• [Text section]
_____

What is important now is to channel large fund flows into the MSME sector. From family operations Chinese SMEs exploded into global powerhouses.
Growth cannot be spurred by rate cuts alone. For the overall business environment, the impact of two successive disruptive procedures, demonetisation and GST, are still lingering and new business initiatives are taken with caution. Policy rates should be for a longer tenure to enable new business ventures; the interests of senior citizens should be protected to a certain threshold level. For the retail borrower, interest rates are secondary and it is only the turnaround time to dispense credit that matters. Corporates have alternative sources of funding, including access to cheap funds in oversees centres. Banks are struggling to hold their bottom lines due to escalating NPAs. Besides, rate cuts on advances have to be passed on immediately, whereas the reduction in deposit rates can only be prospective.
Bereft of ideas
With reference to ‘When ideas are in hiding’ by Raghavan Parthasarthy (December 7), it is not surprising that India fares poorly on inventiveness and filing of patents. We don’t encourage research & development or innovations as a society because they don’t offer lucrative career opportunities. We always chase high paying jobs rather than take uncharted paths. Also, people fear that if after years of hard work their innovations or patents don’t work, they may end up without a job. So apart from funding, what is required is a change in mindset.
Noida, Uttar Pradesh
This is with reference to “Rahul G and the economics of ‘democratic dynasties’ ” by Venky Vembu (The Cheat sheet, December 7).There is one more factor peculiar to India. Families prop up successors without grooming them for the role. Unlike corporate practice where dynastic inheritance is the norm, politicians do not inculcate knowledge and experience in the incumbent before introducing them in the practical field.

_____

• [Exercise A] Copy the passage from the letters on India's economy and politics word for word, starting with "Bereft of ideas" and going on through "change in mindset.".
• [Exercise B] Pick up the letters on India's economy and politics after their final sentence and keep writing.

_____

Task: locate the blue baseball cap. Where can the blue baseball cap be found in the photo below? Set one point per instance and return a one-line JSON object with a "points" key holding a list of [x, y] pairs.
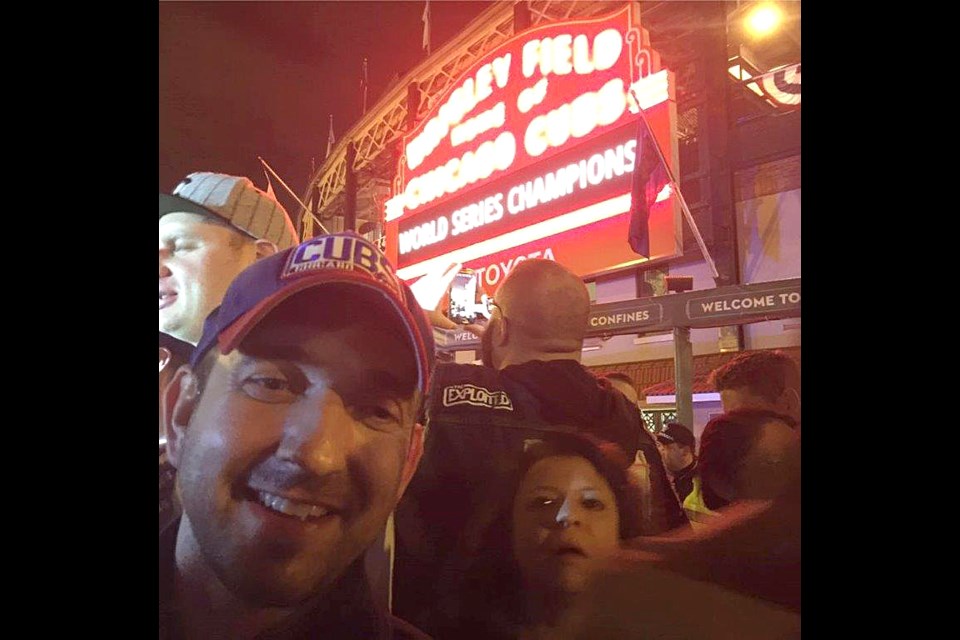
{"points": [[342, 258]]}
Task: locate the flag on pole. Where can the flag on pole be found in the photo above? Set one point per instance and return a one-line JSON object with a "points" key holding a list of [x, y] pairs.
{"points": [[269, 184], [426, 27], [330, 139], [363, 88], [649, 177]]}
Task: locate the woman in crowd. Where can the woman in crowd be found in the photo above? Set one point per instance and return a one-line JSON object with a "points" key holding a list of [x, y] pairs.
{"points": [[568, 510]]}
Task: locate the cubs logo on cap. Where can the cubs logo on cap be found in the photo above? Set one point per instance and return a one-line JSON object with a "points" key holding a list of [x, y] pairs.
{"points": [[345, 258]]}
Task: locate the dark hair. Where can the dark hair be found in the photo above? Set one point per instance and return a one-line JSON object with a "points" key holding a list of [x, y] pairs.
{"points": [[606, 457], [725, 442], [491, 604], [764, 373]]}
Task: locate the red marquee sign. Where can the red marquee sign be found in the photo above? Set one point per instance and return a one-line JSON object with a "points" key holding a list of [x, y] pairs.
{"points": [[531, 154]]}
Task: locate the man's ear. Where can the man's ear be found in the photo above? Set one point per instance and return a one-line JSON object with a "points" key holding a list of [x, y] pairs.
{"points": [[265, 248], [501, 332], [179, 401], [414, 453], [789, 402]]}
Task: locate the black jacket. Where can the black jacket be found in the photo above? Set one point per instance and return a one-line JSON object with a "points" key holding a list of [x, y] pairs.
{"points": [[478, 419]]}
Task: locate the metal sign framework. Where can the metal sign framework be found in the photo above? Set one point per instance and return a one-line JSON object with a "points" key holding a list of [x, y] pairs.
{"points": [[383, 125]]}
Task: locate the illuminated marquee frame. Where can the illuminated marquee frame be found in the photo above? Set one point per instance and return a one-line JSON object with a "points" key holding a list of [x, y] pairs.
{"points": [[531, 154]]}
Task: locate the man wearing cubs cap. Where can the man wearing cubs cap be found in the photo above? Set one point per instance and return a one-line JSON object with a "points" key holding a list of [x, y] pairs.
{"points": [[294, 433], [212, 227]]}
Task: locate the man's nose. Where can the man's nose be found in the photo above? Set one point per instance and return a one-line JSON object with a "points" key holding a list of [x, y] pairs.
{"points": [[318, 434], [164, 269]]}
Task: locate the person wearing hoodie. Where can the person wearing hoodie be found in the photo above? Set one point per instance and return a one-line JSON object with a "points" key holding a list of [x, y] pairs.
{"points": [[480, 419]]}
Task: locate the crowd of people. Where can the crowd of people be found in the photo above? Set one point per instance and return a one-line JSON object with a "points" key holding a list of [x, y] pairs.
{"points": [[323, 475]]}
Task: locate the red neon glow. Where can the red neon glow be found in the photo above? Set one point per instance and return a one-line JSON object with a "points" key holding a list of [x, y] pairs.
{"points": [[573, 220], [545, 92]]}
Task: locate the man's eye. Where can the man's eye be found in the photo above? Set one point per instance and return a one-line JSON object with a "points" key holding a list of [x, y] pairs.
{"points": [[268, 389], [593, 504]]}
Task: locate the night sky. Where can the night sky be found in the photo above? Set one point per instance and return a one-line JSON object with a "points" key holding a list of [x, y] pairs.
{"points": [[242, 79]]}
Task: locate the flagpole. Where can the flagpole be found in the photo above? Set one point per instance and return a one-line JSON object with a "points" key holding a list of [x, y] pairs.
{"points": [[676, 186], [290, 191]]}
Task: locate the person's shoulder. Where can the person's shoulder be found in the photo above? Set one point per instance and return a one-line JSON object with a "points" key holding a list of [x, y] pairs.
{"points": [[452, 372], [403, 630]]}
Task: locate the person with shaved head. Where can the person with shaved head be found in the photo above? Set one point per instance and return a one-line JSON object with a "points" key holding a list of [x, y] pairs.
{"points": [[547, 306], [480, 420]]}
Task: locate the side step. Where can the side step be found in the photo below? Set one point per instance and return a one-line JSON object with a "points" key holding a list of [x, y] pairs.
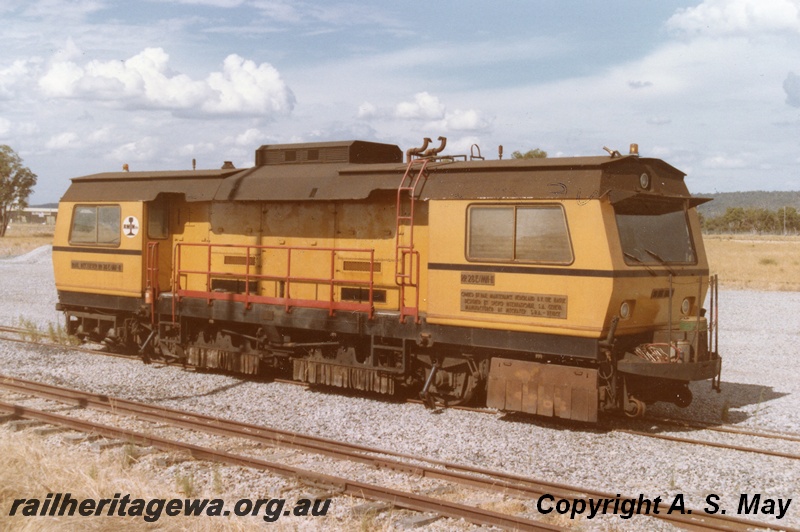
{"points": [[543, 389]]}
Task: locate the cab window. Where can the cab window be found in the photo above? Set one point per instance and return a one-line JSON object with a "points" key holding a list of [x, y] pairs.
{"points": [[95, 224], [518, 233]]}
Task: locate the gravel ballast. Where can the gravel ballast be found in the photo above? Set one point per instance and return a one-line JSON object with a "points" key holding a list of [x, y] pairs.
{"points": [[760, 390]]}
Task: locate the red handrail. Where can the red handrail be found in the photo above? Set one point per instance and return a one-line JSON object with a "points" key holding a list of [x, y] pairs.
{"points": [[248, 297]]}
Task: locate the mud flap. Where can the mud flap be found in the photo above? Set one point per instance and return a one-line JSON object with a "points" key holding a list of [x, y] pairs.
{"points": [[543, 389]]}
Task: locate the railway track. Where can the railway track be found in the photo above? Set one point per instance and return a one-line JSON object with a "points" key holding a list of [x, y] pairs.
{"points": [[677, 423], [483, 479]]}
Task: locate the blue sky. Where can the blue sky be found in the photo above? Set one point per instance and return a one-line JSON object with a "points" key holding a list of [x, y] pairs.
{"points": [[712, 87]]}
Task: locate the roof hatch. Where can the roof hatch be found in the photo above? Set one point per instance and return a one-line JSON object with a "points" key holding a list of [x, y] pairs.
{"points": [[354, 151]]}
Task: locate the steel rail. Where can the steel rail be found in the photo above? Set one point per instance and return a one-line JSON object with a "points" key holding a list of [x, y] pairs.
{"points": [[362, 490], [674, 422], [495, 481], [678, 439], [788, 436]]}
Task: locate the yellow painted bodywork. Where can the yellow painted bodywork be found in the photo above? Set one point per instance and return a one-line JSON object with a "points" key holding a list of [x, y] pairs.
{"points": [[252, 242], [601, 282], [68, 258]]}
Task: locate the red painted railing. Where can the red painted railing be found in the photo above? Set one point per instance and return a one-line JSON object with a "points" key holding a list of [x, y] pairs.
{"points": [[151, 276], [252, 255]]}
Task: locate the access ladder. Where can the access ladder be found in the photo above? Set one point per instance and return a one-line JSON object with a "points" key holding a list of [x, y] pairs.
{"points": [[407, 260]]}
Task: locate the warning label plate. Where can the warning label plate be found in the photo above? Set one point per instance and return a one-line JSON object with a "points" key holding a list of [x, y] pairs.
{"points": [[514, 304]]}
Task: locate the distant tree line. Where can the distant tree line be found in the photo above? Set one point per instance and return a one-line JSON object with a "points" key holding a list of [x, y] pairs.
{"points": [[753, 220]]}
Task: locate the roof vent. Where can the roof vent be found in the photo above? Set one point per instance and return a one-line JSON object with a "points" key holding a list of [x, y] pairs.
{"points": [[354, 151]]}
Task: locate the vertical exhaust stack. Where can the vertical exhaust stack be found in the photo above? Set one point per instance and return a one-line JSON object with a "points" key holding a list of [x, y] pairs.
{"points": [[417, 151]]}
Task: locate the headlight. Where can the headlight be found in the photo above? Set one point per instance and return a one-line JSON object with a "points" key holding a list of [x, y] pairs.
{"points": [[625, 310]]}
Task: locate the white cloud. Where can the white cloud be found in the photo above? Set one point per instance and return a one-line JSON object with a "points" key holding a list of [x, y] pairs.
{"points": [[146, 81], [14, 77], [726, 162], [792, 87], [143, 149], [724, 17], [424, 106], [367, 110], [244, 87], [250, 138], [212, 3], [63, 141], [459, 120]]}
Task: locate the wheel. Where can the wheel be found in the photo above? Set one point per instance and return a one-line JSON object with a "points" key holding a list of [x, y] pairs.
{"points": [[452, 386], [635, 408]]}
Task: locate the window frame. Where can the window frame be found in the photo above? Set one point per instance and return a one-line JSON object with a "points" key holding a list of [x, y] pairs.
{"points": [[164, 201], [96, 207], [515, 227], [652, 261]]}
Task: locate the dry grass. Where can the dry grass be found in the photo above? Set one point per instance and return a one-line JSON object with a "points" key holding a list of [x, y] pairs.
{"points": [[22, 238], [755, 262]]}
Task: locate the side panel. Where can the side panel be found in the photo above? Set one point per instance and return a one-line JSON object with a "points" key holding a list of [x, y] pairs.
{"points": [[543, 389], [570, 298]]}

_____

• [Task result A]
Bereft of ideas
With reference to ‘When ideas are in hiding’ by Raghavan Parthasarthy (December 7), it is not surprising that India fares poorly on inventiveness and filing of patents. We don’t encourage research & development or innovations as a society because they don’t offer lucrative career opportunities. We always chase high paying jobs rather than take uncharted paths. Also, people fear that if after years of hard work their innovations or patents don’t work, they may end up without a job. So apart from funding, what is required is a change in mindset.

• [Task result B]
Rabri Devi, Laloo Yadav’s wife, became CM of Bihar as a virtual novice. Compare that with the effort Hillary Clinton had to put in even to get nominated by the party. Besides, dynastic successors are not accountable to the party for their performance. The sooner this practice is ended the better. YG Chouksey
By deciding “to officially recognise Jerusalem as the capital of Israel” and move the US embassy from Tel Aviv to Jerusalem in contravention of international laws and UN resolutions, Donald Trump has forfeited the moral authority to act as a ‘peace broker’ in the region. Regrettably, Trump’s decision legitimises and even encourages the continued Israeli occupation of the Palestinian territories of West Bank and the Gaza Strip. The issue of Palestine’s stake in Jerusalem is a red line that cannot be crossed. The Palestinians believe in a “unified Jerusalem” and not in a bifurcated city.
Jerusalem is a city like no other: it is a holy site to Christians, Muslims and Jews. The Palestinians have more claim on Jerusalem than anybody else, including the Israelis. The principle that ‘might is right’ is totally unacceptable in a civilised world. Maintaining Jerusalem’s status quo is of critical importance to avoid an escalation of the conflict and reach a peaceable settlement and secure a more stable world.